* **What you should do**
Copy out the records below exactly as they appear.

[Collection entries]
◇ ◇ ◇ ◇ ◇

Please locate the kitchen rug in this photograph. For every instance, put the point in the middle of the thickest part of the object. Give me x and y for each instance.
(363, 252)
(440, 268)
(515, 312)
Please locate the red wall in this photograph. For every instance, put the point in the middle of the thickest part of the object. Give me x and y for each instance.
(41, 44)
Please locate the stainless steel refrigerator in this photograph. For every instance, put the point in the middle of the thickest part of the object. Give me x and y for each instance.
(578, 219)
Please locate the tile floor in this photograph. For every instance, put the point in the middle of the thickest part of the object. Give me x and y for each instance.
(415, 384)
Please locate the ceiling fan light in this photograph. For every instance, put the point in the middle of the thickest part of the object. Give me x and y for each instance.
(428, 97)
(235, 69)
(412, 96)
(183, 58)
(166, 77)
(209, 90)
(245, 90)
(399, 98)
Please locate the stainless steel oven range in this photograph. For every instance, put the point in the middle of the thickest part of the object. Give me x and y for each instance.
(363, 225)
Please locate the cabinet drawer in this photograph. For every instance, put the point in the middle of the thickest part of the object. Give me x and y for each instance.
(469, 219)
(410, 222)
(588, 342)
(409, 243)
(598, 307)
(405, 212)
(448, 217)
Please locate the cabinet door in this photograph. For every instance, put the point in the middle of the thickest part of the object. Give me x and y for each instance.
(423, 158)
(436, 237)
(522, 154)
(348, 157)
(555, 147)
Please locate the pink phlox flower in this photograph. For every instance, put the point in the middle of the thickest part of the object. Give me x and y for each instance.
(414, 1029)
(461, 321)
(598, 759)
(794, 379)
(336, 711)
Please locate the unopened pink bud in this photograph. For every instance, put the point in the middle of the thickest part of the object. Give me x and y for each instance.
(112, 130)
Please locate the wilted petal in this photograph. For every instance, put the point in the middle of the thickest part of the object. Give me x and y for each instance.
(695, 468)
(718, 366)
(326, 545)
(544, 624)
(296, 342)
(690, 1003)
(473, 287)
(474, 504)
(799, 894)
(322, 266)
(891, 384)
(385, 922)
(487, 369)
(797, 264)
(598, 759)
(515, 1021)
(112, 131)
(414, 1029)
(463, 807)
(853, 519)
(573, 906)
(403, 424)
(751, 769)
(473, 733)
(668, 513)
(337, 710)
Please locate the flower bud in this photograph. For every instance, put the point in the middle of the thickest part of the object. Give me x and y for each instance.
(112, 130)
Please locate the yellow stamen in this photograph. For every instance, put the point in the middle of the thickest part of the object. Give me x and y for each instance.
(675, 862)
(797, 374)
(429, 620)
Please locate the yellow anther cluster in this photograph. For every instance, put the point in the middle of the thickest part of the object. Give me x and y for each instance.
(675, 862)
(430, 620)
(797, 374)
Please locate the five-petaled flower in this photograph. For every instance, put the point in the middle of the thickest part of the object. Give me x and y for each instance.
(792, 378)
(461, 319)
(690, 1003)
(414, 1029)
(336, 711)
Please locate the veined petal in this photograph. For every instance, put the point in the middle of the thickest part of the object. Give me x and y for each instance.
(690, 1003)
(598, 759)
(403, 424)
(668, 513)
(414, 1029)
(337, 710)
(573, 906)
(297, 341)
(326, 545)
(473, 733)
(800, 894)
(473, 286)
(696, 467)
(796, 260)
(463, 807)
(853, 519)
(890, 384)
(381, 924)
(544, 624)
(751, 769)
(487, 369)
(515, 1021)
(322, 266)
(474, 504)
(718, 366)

◇ ◇ ◇ ◇ ◇

* **Answer to this problem**
Please locate the kitchen rug in this photograph. For every instance, put the point in the middle of the thickest part of the object. Give me x and y for each instance.
(363, 252)
(440, 268)
(515, 312)
Please locate the red wall in this photograph. For every instance, put the point in the middle of the thickest part of the object. Give me x and y for each instance.
(41, 44)
Please locate the stainless steel refrigerator in this photograph. For every instance, put the point in the middle of the thickest part of the object. Give me x and y for each instance.
(578, 219)
Please locate the tile floor in this photograph. For every instance, put the point in the middle of the thickest part of the object. Give me x and y for each instance.
(415, 384)
Please locate the ceiling fan light in this photograph. For every instance, put the point in the middle of the thickest part of the object. Give me x and y for each instance.
(428, 97)
(235, 69)
(412, 96)
(183, 58)
(166, 77)
(209, 90)
(245, 90)
(399, 98)
Please locate the stainless steel oven range in this photograph. For every instance, put the point in the middle of the thickest part of the object. Give me x and y for each instance.
(363, 225)
Please locate the cabinet drawer in this photograph. For every instance, put the point in the middle of the thickest part of the object. Give me x and y for each instance.
(469, 219)
(410, 222)
(588, 342)
(409, 243)
(598, 307)
(405, 212)
(448, 217)
Please locate the cabinet door in this photograph. For every instance, put the point in the middle of the thickest part of the object. Give me x and y for each instance.
(423, 158)
(436, 237)
(522, 154)
(348, 157)
(555, 147)
Please locate the pink phlox flower in this photograph. For every instance, put the point in the middle of the thickest part of the object. Give me x and y for each instance.
(414, 1029)
(461, 321)
(598, 759)
(794, 379)
(336, 711)
Please locate the unopened pink bud in this photograph. For every instance, put the point in the middle of the thickest part of the object. Give me x and y for each instance.
(112, 130)
Please locate the wilted petal in this photograph. For every instance, put the point in the middle of the thickest part of the object. Give me x and y for each instance.
(695, 468)
(718, 366)
(326, 545)
(544, 624)
(296, 342)
(690, 1003)
(473, 287)
(474, 504)
(799, 894)
(322, 266)
(891, 384)
(385, 922)
(487, 369)
(797, 264)
(598, 759)
(515, 1021)
(112, 131)
(414, 1029)
(463, 807)
(853, 519)
(573, 906)
(403, 424)
(751, 769)
(473, 733)
(668, 513)
(337, 710)
Please locate the flower bud in this photograph. For every instance, put the point in the middle of the thickest part of the object. Give me x and y for each instance.
(112, 130)
Please locate the yellow stamen in this photograph. For every instance, put the point in the middle of the thickest part of the object. Give me x and y for each instance.
(675, 862)
(797, 374)
(429, 620)
Please locate the yellow anther cluster in this photograph. For every instance, put the point in the middle of the thickest part of the object. Give me x and y for each instance.
(675, 862)
(430, 620)
(797, 374)
Please locate the five-petaled flower in this photograph. For every instance, put the point in the middle of the thickest part of the object. Give me x and y for each instance.
(792, 378)
(461, 319)
(690, 1003)
(414, 1029)
(336, 711)
Please locate the veined petal in this photograph. For every instance, put the point in the middle of the thickest part of the object. Give me x and y for each instance.
(690, 1003)
(598, 759)
(403, 424)
(668, 513)
(414, 1029)
(337, 710)
(573, 906)
(297, 341)
(326, 545)
(473, 733)
(800, 894)
(473, 286)
(696, 467)
(796, 260)
(463, 807)
(853, 519)
(890, 384)
(381, 924)
(544, 624)
(751, 769)
(487, 369)
(515, 1021)
(322, 266)
(474, 504)
(718, 366)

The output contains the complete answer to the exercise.